───── DOCUMENT EXCERPT
And more: Dan Piraro, on his blog, comments “This one left some readers scratching their heads and asking what it meant, which made it all the more satisfying for those who got it by themselves. If you’re having trouble with it, it’s probably because you think it’s a monkey. It’s actually Bigfoot, who is not as tall as we’d assumed.” Hmmm, not entirely explained; or is it?
For me it was a mystery who/what that Thing is, but getting an answer turned out too easy to let this be a standalone CIDU. But after answering that, there wasn’t much of a joke, and asking for explanations didn’t promise a long or interesting discussion thread. (But I did toss it into an old Sisyphus thread.)
So the cave painters recorded the story of a hunt; and also one of the cave dwellers being felled by a falling stalactite. Oh look, there it is, the base still hanging from the ceiling and the fallen point still lying on the ground. And undisturbed after all this time – while the probable skeletal remains have been scattered or swept up. So the joke is what?
And here’s one from Le Vieux Lapin, who asks “Adam? What am I missing here?”. Did the writer just get Noah’s name wrong? Nobody could do that. And Todd is no better a name for a scene like this. Just sayin’, It’s not canon!
And finally, let’s circle back to Pros & Cons:
(All right, I didn’t know their names but looked them up.) In the 2nd panel, when Samuel the lawyer calls himself a canary in the coal mine, is he using the image / metaphor correctly? I think basically yes, even if not entirely. (Does he expect to succumb to the dangerous outgassing sooner than others, and thereby provide a warning to all? Not exactly.)
──────────
───── DATASET CONTENT
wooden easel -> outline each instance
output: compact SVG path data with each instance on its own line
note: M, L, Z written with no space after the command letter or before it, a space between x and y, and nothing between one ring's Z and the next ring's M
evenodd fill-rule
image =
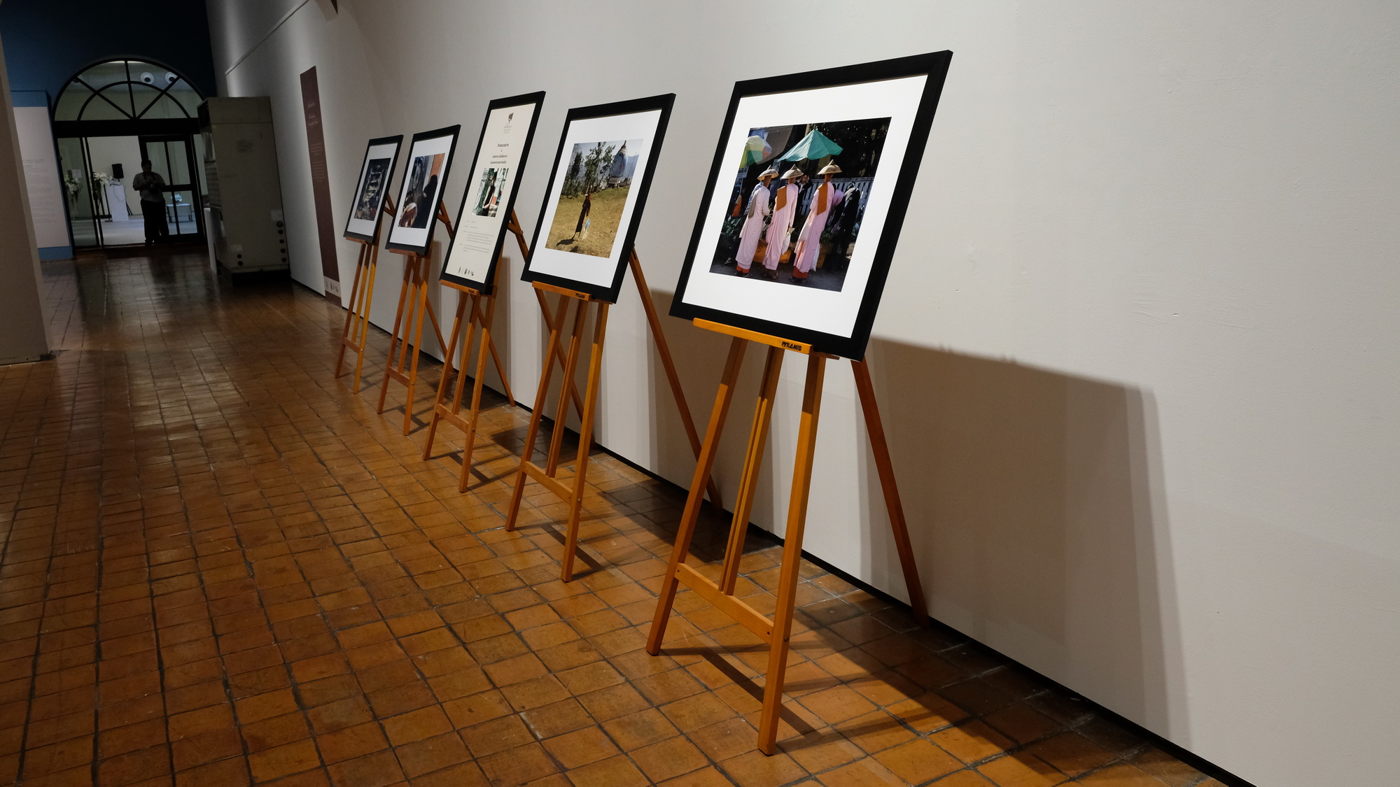
M384 213L389 218L396 216L393 197L384 197ZM374 273L379 266L379 228L374 228L374 239L364 241L350 238L360 244L360 258L354 263L354 284L350 286L350 307L346 311L346 329L340 335L340 354L336 356L336 378L344 372L340 367L346 360L346 350L354 351L354 385L350 388L360 392L360 371L364 368L364 340L370 335L370 304L374 301Z
M690 497L686 500L685 513L680 515L680 528L676 532L676 543L671 550L671 563L662 576L661 595L657 599L657 613L651 620L651 633L647 637L647 653L657 655L661 653L661 643L666 636L666 623L671 619L671 608L676 599L679 585L685 584L696 591L700 598L734 618L743 627L757 634L769 643L767 679L763 686L763 713L759 723L759 749L766 755L774 753L777 745L778 713L783 707L783 678L787 671L788 639L792 633L792 609L797 597L798 570L802 563L802 529L806 525L808 493L812 486L812 461L816 451L816 426L822 408L822 382L826 375L826 360L833 356L813 351L809 344L756 333L728 325L696 319L700 328L717 330L734 336L729 343L729 357L720 378L720 392L715 395L714 408L710 412L710 424L706 427L704 445L696 462L696 473L690 483ZM739 367L743 363L743 353L749 342L769 346L767 360L763 367L763 382L759 386L759 401L753 412L753 426L749 431L749 448L743 461L743 475L739 482L739 497L734 506L734 521L729 525L729 542L724 553L724 564L720 571L720 581L706 578L686 564L690 553L690 539L694 536L696 520L700 515L700 494L706 482L710 480L710 471L714 466L715 452L720 447L720 434L724 420L734 399L734 386L739 379ZM806 386L802 391L802 420L797 438L797 461L792 468L792 496L788 501L787 534L783 543L783 570L778 578L777 606L773 618L749 606L745 601L734 595L735 584L739 578L739 560L743 556L743 536L749 525L749 511L753 507L753 493L757 489L759 471L763 464L763 445L769 436L769 423L773 419L773 399L777 394L778 374L783 370L783 353L791 350L808 356ZM865 361L851 361L851 371L855 374L855 388L860 394L861 409L865 413L865 427L871 438L871 450L875 454L875 466L879 472L881 487L885 493L885 506L889 508L890 527L895 531L895 546L899 550L899 562L904 570L904 584L909 588L910 606L916 619L921 625L928 625L928 611L924 605L924 591L918 581L918 566L914 563L914 552L909 543L909 528L904 524L904 510L899 501L899 489L895 485L895 468L889 459L889 445L885 441L885 427L881 423L879 409L875 403L875 389L871 385L869 368Z
M521 244L524 245L524 238L521 238ZM666 371L671 392L676 399L676 408L680 410L680 423L685 426L692 451L694 451L696 458L699 458L700 436L696 431L694 419L690 417L690 406L686 403L685 392L680 388L676 364L671 357L671 346L666 343L665 333L661 332L661 319L657 316L657 305L651 300L651 290L647 288L647 277L641 273L641 262L637 259L636 251L631 252L627 263L631 267L633 281L637 283L637 291L641 294L641 305L647 312L647 322L651 325L651 335L657 342L657 351L661 354L661 365ZM546 291L557 293L560 295L559 309L553 315L553 319L550 319L545 301ZM560 569L560 577L567 583L574 578L574 556L578 553L578 522L584 506L588 454L592 450L594 443L594 419L598 410L598 381L602 371L603 337L608 330L609 304L606 301L598 301L587 293L554 287L540 281L535 281L535 293L539 297L540 308L545 309L545 322L549 328L549 344L545 350L545 370L539 378L539 391L535 394L535 409L531 412L529 429L525 433L525 450L521 452L521 466L515 475L515 490L511 493L511 506L505 515L505 529L515 529L515 520L519 517L521 499L525 494L526 476L543 485L545 489L553 492L560 500L567 501L568 521L564 536L564 557ZM532 462L531 457L535 452L535 437L539 434L539 423L543 416L545 402L549 398L549 382L554 371L554 358L561 350L560 336L563 333L564 319L568 316L570 301L577 301L577 308L574 311L574 328L570 333L568 351L564 354L561 363L564 367L564 379L560 384L559 406L554 415L554 430L549 440L546 464L542 468ZM566 416L568 415L570 398L574 401L574 408L578 408L577 394L574 392L574 370L578 363L578 350L582 340L582 330L588 319L589 304L598 305L598 314L594 322L594 339L588 356L588 381L584 389L584 406L578 412L578 458L574 464L573 487L568 487L554 476L559 472L559 451L563 445L564 431L567 429ZM566 396L566 394L568 394L568 396ZM701 483L700 489L708 490L710 500L715 506L721 506L722 499L720 497L720 489L715 486L714 480L706 478L706 483Z
M511 211L511 217L507 221L505 228L515 234L515 239L521 246L521 255L522 255L521 259L528 258L529 249L525 245L525 231L521 230L519 221L515 218L514 210ZM452 337L448 340L445 350L445 357L449 360L449 363L452 351L456 347L456 337L462 333L463 316L468 321L466 337L462 342L462 360L456 365L458 370L456 386L454 388L452 392L451 405L444 403L444 399L447 396L447 381L449 377L448 375L449 370L447 367L442 368L442 379L438 381L437 401L433 403L433 417L431 420L428 420L428 441L427 445L423 447L423 459L427 461L428 457L433 455L433 440L437 437L437 427L440 420L445 420L447 423L462 430L462 434L466 437L466 441L462 445L462 475L461 479L458 480L456 486L458 492L466 492L468 479L470 478L472 473L472 450L476 445L476 426L482 415L482 384L486 377L484 374L486 349L493 346L491 325L496 318L496 300L497 297L500 297L504 276L505 276L505 266L497 262L496 291L490 295L483 295L480 290L472 287L463 287L459 284L454 284L451 281L444 281L444 284L454 287L462 293L461 295L458 295L456 319L452 322ZM486 314L482 314L482 298L489 298L489 302L486 305ZM469 301L472 304L470 309L468 309ZM549 321L549 309L546 308L543 298L540 298L539 305L542 309L545 309L545 318L546 321ZM470 410L468 412L466 417L463 417L462 396L466 386L466 372L470 361L469 353L472 351L472 335L476 332L477 326L482 328L482 342L480 342L482 346L476 357L476 377L472 381ZM553 329L553 322L550 322L550 328ZM560 358L560 363L563 364L563 358ZM497 371L500 371L500 367L497 367ZM511 392L511 384L505 378L504 371L501 371L501 385L505 388L507 402L514 405L515 394ZM582 412L582 406L577 403L577 392L574 395L574 399L575 399L575 408L580 412Z
M447 207L441 200L438 202L435 218L447 225L448 237L456 234L456 230L452 227L452 218L447 214ZM419 382L419 347L423 342L424 314L433 323L433 333L437 335L438 346L445 350L447 342L442 340L442 328L438 325L437 312L433 311L433 301L428 300L428 284L434 280L431 258L410 251L389 251L405 256L403 284L399 287L399 311L393 316L393 330L389 332L389 357L384 364L384 382L379 384L379 406L375 412L384 412L384 401L389 395L391 379L406 385L409 391L403 402L403 434L407 434L413 427L413 396ZM403 328L402 336L399 335L400 326ZM487 347L491 351L491 360L496 361L496 370L500 372L501 379L504 379L505 370L501 365L500 356L496 353L496 344L487 342ZM395 357L396 350L399 353L398 357Z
──────────
• [WORK REQUEST 1] In the comics discussion, list the personal names that the paragraph beginning "And here's one from Le Vieux Lapin" mentions for the scene, leaving out Le Vieux Lapin.
• [WORK REQUEST 2]
Answer these questions from the comics discussion.
(a) According to Dan Piraro, what is the figure that readers take to be a monkey?
(b) In the cave painting, what felled one of the cave dwellers?
(c) In the 2nd panel, what does Samuel the lawyer call himself?
• [WORK REQUEST 3] Reproduce everything in the comics discussion from "So the cave" down to "joke is what?", with no changes.

• [TASK OUTPUT 1] Adam, Noah, Todd

• [TASK OUTPUT 2]
(a) Bigfoot, who is not as tall as had been assumed.
(b) A falling stalactite.
(c) A canary in the coal mine.

• [TASK OUTPUT 3]
So the cave painters recorded the story of a hunt; and also one of the cave dwellers being felled by a falling stalactite. Oh look, there it is, the base still hanging from the ceiling and the fallen point still lying on the ground. And undisturbed after all this time – while the probable skeletal remains have been scattered or swept up. So the joke is what?